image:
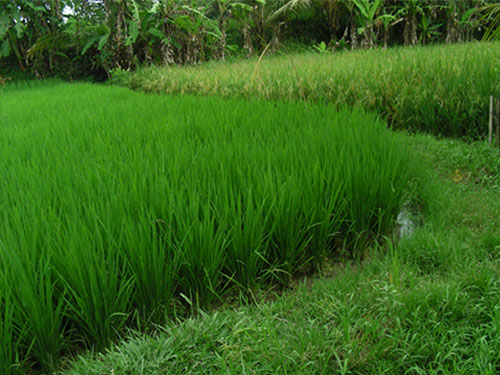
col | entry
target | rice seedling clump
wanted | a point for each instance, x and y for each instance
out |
(116, 203)
(442, 89)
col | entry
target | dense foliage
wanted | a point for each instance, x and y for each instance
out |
(77, 38)
(113, 212)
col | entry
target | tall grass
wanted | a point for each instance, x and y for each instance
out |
(114, 204)
(439, 89)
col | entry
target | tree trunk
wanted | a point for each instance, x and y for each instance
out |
(222, 28)
(248, 45)
(410, 30)
(354, 35)
(452, 30)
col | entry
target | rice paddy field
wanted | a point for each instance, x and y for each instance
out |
(122, 209)
(442, 89)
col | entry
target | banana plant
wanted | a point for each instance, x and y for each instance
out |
(428, 30)
(367, 11)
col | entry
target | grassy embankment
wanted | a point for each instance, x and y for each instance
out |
(120, 208)
(437, 89)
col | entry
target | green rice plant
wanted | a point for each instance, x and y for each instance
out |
(119, 206)
(442, 89)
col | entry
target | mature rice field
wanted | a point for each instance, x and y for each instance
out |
(119, 207)
(438, 89)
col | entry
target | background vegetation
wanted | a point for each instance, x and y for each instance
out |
(82, 38)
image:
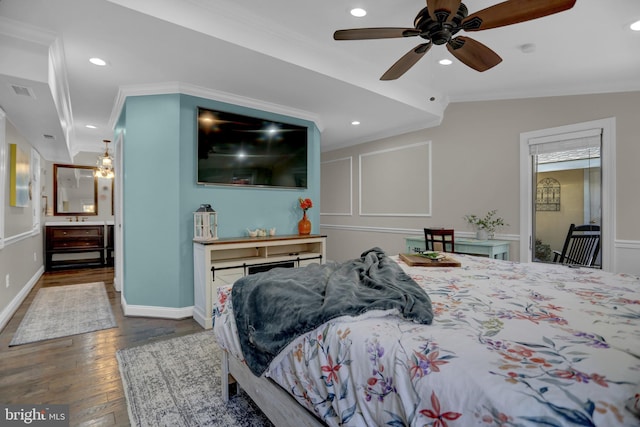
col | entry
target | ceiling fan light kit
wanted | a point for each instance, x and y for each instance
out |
(441, 20)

※

ACTIVITY: For every line of the records that has the word "rice" in it, make a copy.

SOLUTION FOR THIS EXERCISE:
target | rice seedling clump
target | rice paddy field
target | green rice plant
target | mature rice field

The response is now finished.